→ Tugas singkat
Salin persis bagian baris di bawah yang diawali baris berisi "Wildlife-tally request: put a marker on the red court" dan diakhiri baris berisi "(1024, 146)", termasuk kedua baris itu.
═════ Masukan tugas ini ═════
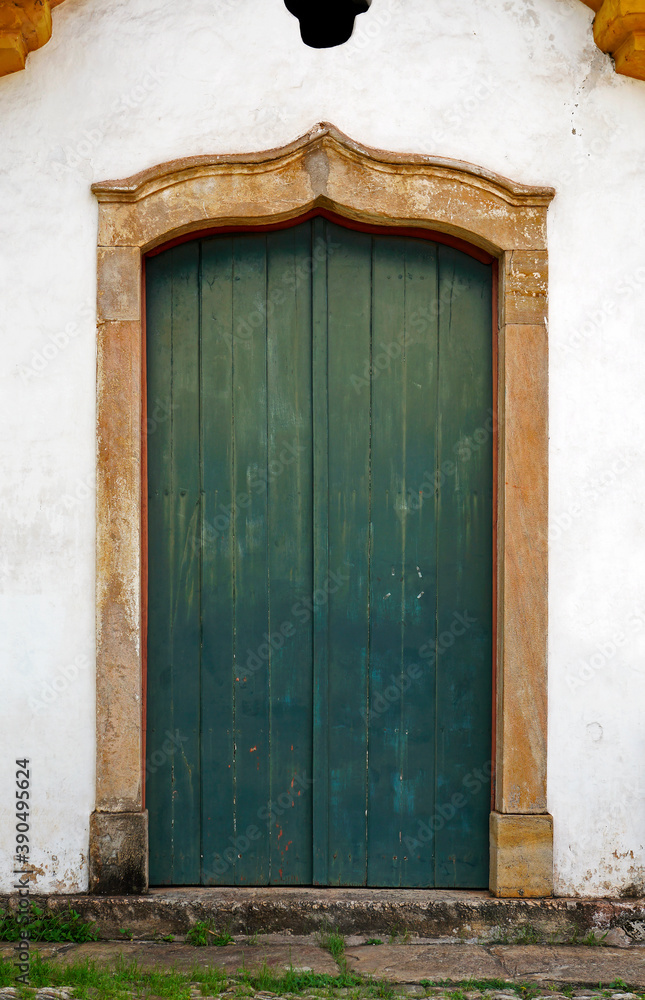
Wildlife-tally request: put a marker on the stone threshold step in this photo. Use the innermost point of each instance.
(454, 915)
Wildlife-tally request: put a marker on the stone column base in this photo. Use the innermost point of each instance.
(521, 855)
(119, 853)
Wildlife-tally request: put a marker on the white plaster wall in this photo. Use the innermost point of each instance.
(514, 85)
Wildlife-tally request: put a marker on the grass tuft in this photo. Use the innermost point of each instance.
(45, 925)
(205, 932)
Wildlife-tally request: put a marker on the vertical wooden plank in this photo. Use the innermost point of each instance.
(290, 552)
(184, 565)
(387, 563)
(464, 607)
(349, 319)
(251, 539)
(403, 570)
(320, 506)
(418, 682)
(217, 547)
(159, 440)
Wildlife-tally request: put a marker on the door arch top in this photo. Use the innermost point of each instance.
(322, 169)
(326, 170)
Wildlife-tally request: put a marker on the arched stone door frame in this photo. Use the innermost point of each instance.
(326, 170)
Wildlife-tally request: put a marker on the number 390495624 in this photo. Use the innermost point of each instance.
(22, 807)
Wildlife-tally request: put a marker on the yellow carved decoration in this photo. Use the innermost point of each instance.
(619, 30)
(25, 25)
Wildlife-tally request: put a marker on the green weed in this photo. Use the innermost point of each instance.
(45, 925)
(204, 933)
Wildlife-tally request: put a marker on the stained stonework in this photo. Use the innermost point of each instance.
(619, 30)
(118, 853)
(521, 855)
(25, 25)
(326, 170)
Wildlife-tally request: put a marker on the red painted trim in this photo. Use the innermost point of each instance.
(144, 534)
(412, 231)
(495, 345)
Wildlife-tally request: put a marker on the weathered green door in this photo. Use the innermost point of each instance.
(320, 560)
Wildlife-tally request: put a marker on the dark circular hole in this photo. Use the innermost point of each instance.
(326, 23)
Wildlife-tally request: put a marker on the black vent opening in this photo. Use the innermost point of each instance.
(326, 23)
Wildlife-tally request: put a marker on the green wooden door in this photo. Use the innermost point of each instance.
(320, 560)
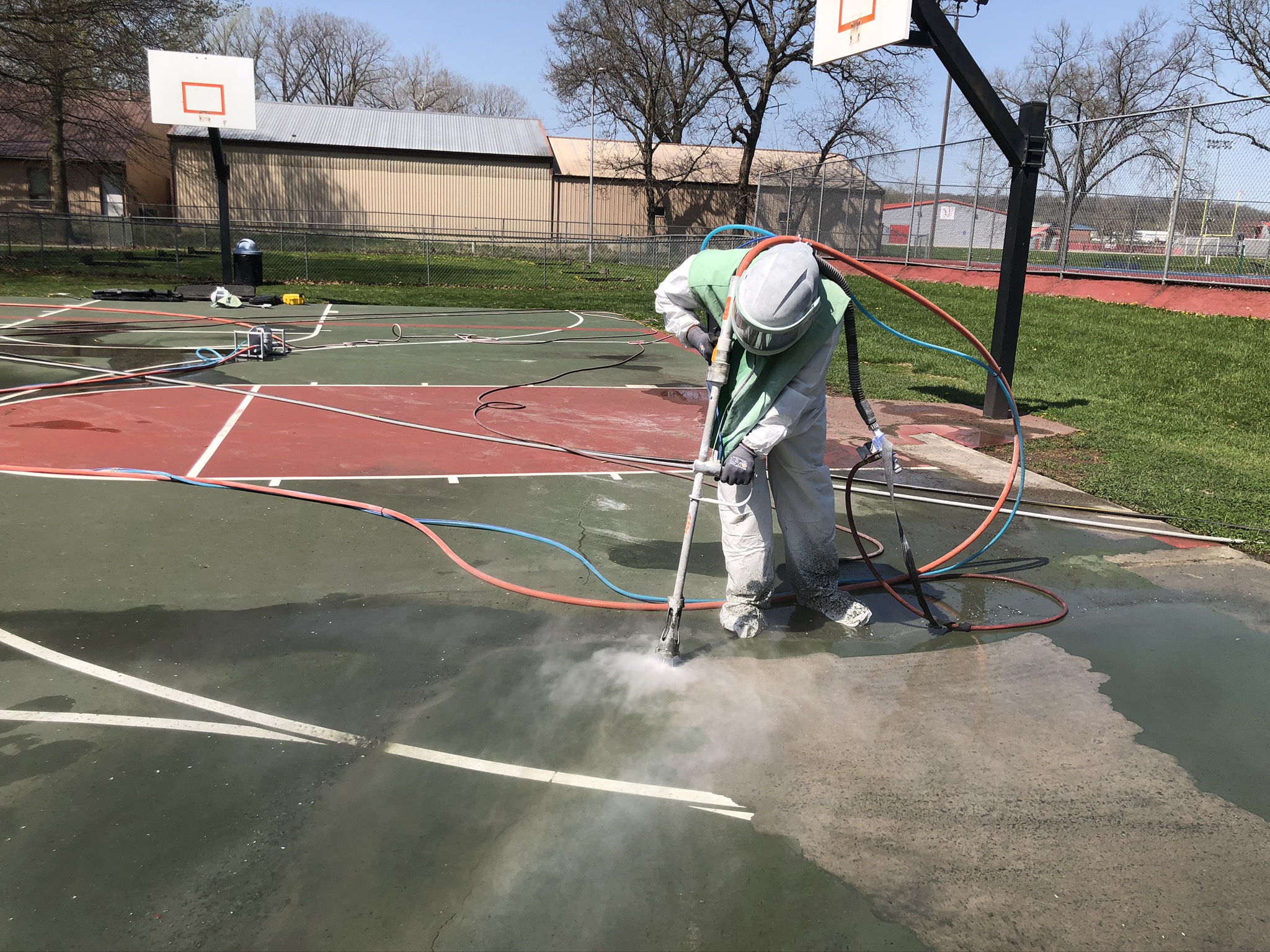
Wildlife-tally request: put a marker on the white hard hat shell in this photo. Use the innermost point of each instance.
(778, 299)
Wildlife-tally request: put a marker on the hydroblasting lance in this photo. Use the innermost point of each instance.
(708, 464)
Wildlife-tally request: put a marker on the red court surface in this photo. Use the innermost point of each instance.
(211, 433)
(1113, 289)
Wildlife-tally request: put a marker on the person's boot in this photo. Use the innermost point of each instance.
(837, 607)
(745, 621)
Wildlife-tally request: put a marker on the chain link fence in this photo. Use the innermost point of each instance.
(1180, 195)
(149, 250)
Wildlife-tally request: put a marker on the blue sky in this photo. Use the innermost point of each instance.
(500, 41)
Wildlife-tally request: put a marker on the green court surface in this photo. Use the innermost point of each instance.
(235, 720)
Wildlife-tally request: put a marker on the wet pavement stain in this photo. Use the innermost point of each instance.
(248, 843)
(64, 426)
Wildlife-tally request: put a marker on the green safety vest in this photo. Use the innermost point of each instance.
(755, 381)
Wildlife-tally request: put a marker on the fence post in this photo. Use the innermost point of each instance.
(974, 208)
(864, 196)
(912, 208)
(819, 209)
(789, 205)
(1178, 197)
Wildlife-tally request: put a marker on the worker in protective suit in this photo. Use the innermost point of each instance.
(771, 434)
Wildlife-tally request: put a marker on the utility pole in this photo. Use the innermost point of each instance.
(591, 186)
(944, 138)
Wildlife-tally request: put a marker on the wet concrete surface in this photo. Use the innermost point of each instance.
(1098, 785)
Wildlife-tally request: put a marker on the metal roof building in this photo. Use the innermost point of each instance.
(386, 131)
(373, 168)
(438, 173)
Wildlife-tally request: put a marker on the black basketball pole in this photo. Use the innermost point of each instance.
(223, 200)
(1024, 146)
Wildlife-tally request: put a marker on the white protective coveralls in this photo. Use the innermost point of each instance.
(789, 447)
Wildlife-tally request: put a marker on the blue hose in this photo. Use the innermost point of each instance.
(1014, 412)
(563, 547)
(762, 232)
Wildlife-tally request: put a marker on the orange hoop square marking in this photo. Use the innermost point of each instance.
(202, 98)
(860, 20)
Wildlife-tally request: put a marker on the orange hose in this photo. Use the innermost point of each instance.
(538, 593)
(951, 322)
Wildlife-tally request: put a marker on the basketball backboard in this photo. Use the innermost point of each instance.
(198, 89)
(849, 27)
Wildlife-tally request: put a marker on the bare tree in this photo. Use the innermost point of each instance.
(351, 60)
(760, 45)
(419, 82)
(311, 56)
(83, 64)
(1236, 48)
(493, 99)
(652, 66)
(1108, 90)
(848, 103)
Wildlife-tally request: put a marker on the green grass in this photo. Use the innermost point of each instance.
(399, 265)
(1169, 407)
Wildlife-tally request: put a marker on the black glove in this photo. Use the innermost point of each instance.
(703, 340)
(738, 469)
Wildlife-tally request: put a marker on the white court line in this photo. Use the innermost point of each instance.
(326, 734)
(180, 697)
(437, 477)
(220, 437)
(239, 730)
(69, 307)
(318, 329)
(738, 814)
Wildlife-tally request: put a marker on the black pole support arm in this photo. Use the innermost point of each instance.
(978, 92)
(223, 201)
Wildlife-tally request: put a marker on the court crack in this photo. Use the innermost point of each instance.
(474, 884)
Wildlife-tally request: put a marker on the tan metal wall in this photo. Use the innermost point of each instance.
(84, 187)
(374, 191)
(620, 207)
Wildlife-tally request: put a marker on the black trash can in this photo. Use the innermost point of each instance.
(248, 263)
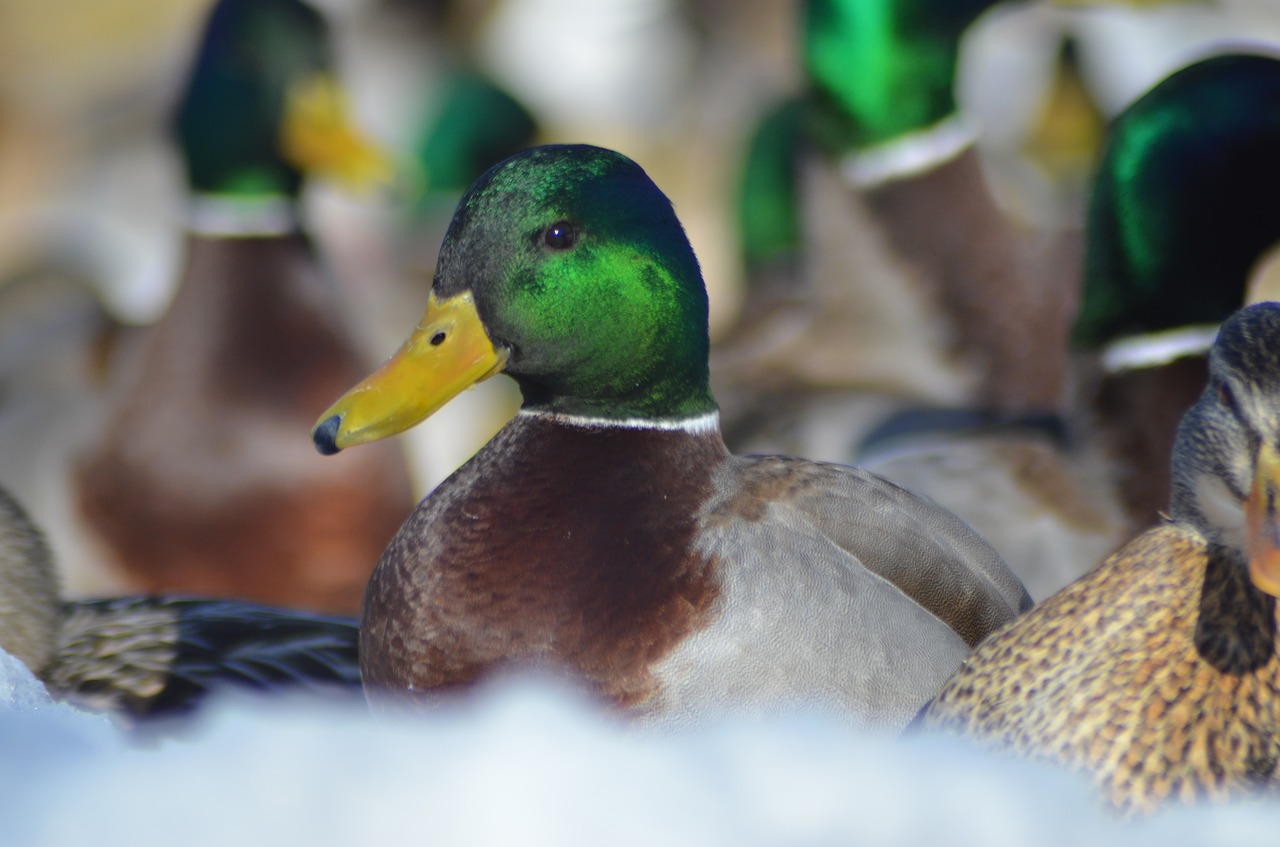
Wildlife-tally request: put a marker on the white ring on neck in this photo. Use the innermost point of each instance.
(236, 216)
(1152, 349)
(699, 425)
(909, 155)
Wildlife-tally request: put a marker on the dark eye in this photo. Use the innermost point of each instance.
(561, 236)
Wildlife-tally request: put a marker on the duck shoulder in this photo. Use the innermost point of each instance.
(676, 578)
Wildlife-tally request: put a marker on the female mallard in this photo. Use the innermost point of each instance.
(196, 482)
(606, 530)
(1159, 672)
(1182, 211)
(900, 284)
(147, 657)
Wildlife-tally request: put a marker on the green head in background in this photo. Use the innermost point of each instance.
(263, 108)
(1185, 202)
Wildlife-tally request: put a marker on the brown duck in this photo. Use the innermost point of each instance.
(1157, 673)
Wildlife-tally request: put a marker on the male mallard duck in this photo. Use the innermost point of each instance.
(1159, 672)
(912, 287)
(145, 657)
(606, 529)
(1182, 210)
(196, 482)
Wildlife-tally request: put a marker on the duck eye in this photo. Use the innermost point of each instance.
(561, 236)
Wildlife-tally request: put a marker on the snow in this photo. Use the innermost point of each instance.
(530, 763)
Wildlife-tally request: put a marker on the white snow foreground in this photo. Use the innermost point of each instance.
(526, 763)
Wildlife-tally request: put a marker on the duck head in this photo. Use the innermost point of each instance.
(881, 69)
(1226, 458)
(567, 269)
(263, 106)
(1185, 201)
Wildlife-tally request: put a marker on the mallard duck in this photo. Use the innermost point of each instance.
(606, 530)
(1157, 672)
(887, 300)
(1179, 215)
(151, 657)
(196, 482)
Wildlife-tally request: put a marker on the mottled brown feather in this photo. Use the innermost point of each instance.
(1156, 673)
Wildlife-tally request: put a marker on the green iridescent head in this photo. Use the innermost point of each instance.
(585, 280)
(1187, 200)
(882, 68)
(229, 123)
(768, 218)
(263, 109)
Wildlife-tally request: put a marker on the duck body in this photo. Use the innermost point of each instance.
(1179, 215)
(647, 562)
(145, 657)
(607, 531)
(1157, 672)
(195, 482)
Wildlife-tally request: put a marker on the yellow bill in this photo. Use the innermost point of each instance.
(1261, 523)
(448, 352)
(319, 137)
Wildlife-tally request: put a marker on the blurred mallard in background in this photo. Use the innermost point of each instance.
(154, 657)
(908, 288)
(197, 480)
(1180, 215)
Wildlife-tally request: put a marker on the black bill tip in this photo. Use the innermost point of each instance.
(325, 435)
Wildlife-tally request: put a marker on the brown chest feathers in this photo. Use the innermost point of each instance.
(557, 545)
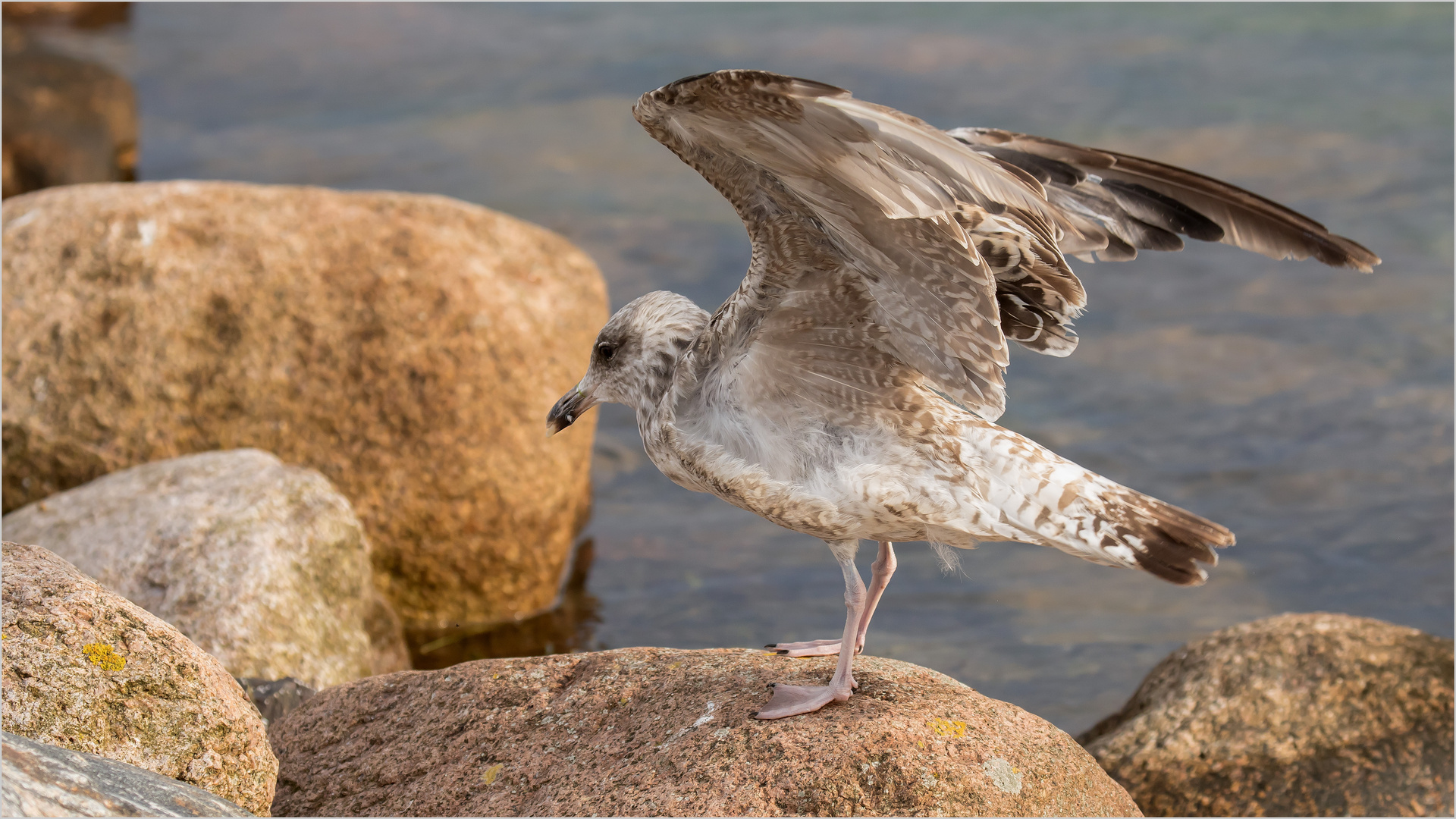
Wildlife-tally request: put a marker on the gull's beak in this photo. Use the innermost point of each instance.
(568, 410)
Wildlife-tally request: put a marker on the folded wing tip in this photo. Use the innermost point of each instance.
(727, 82)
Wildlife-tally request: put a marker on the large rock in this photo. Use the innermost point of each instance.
(645, 732)
(44, 780)
(262, 566)
(66, 120)
(405, 346)
(1310, 714)
(89, 670)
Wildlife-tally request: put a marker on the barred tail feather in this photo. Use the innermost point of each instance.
(1166, 541)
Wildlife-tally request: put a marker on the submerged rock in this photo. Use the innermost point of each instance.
(275, 698)
(66, 120)
(1301, 714)
(264, 566)
(405, 346)
(664, 732)
(44, 780)
(89, 670)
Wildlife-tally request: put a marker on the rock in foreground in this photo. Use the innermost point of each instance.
(44, 780)
(405, 346)
(1310, 714)
(264, 566)
(89, 670)
(639, 732)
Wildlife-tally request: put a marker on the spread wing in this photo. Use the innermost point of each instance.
(887, 253)
(864, 240)
(1117, 205)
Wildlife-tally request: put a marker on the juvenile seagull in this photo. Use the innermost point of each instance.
(848, 388)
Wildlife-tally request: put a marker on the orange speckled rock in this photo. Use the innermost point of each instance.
(1301, 714)
(645, 732)
(405, 346)
(89, 670)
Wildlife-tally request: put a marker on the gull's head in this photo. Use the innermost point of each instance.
(634, 357)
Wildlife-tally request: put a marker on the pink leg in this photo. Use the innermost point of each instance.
(880, 570)
(789, 700)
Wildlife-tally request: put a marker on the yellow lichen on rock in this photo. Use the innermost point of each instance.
(104, 656)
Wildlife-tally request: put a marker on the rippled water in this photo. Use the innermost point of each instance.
(1308, 410)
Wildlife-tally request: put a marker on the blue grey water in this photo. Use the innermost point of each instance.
(1307, 409)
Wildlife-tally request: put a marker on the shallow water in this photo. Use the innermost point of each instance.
(1308, 410)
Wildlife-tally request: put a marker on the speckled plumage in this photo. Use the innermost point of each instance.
(849, 388)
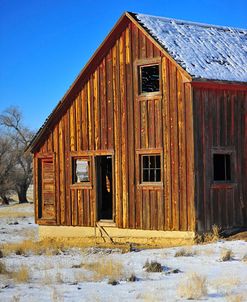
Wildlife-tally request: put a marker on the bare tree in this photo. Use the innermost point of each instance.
(7, 163)
(20, 136)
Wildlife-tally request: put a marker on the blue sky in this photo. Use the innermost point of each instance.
(45, 43)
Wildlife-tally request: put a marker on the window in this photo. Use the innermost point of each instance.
(222, 167)
(151, 168)
(81, 170)
(149, 79)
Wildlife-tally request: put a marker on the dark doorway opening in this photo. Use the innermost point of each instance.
(104, 187)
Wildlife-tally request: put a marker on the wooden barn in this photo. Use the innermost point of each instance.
(150, 141)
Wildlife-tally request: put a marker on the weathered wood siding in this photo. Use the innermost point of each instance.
(220, 123)
(109, 117)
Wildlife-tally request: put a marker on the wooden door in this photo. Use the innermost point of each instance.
(47, 189)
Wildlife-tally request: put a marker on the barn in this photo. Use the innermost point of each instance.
(149, 144)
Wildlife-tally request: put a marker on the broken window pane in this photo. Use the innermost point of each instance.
(222, 167)
(81, 170)
(151, 171)
(149, 79)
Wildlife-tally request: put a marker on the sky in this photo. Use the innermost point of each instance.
(44, 44)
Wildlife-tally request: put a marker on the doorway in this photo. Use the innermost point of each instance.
(104, 187)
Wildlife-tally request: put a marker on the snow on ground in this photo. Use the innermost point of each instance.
(74, 274)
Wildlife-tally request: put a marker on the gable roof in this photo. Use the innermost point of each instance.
(205, 51)
(187, 44)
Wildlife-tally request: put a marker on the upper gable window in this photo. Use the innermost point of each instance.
(149, 78)
(80, 170)
(222, 167)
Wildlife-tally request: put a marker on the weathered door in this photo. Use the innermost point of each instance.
(46, 189)
(104, 187)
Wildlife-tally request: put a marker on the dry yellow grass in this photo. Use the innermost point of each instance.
(106, 268)
(25, 247)
(236, 298)
(185, 252)
(56, 296)
(10, 214)
(194, 287)
(22, 275)
(212, 236)
(17, 211)
(225, 285)
(226, 255)
(3, 269)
═════
→ Hasil latihan
Wildlife-tally request: put a marker on the red court surface in this photo. Use the innermost point of each instance.
(211, 433)
(1113, 289)
Wildlife-tally request: put a marker on the person's boot in this photo. Use the innermost point of each instance.
(837, 607)
(745, 621)
Wildlife-tally request: put a marker on the chain link fence in this photo. Use the innermost point of each instance.
(1180, 195)
(149, 250)
Wildlife-tally request: put a marker on the blue sky in this photo. Use the innermost point of each instance.
(500, 41)
Wildlife-tally request: put a marker on the green court surface in this photo. Use the innermost point of each instance.
(235, 720)
Wildlife-tally request: put a marker on the wet pavement stain in this photo. Use the innermost point of each instance.
(248, 843)
(64, 426)
Wildlife-tally request: put a marker on the green safety vest in this photo. Use the innermost point of each instance.
(755, 381)
Wildlife-tally request: put a marker on the fence post in this photo. Use the innermost point of each instance.
(974, 208)
(864, 196)
(912, 208)
(819, 209)
(789, 205)
(1178, 197)
Wildlife-tally request: put a marker on the worker in protective suit in this photo. Use the innermost point of each instance.
(771, 434)
Wildlife-tally request: put a marker on the utility pole in this photo. Use the innermost point of each instance.
(591, 186)
(944, 138)
Wildlife-tally request: put a marker on the wet concrete surface in this photo. Use the innermost point of each instance.
(1098, 785)
Wildlife-tally request: put a marker on the metal roof building in this photo. Use the innermost point of each instance.
(386, 131)
(373, 168)
(438, 173)
Wildlife-tally request: put a marker on the black basketball pole in this photo. Use the innermost point of each instance.
(223, 200)
(1024, 146)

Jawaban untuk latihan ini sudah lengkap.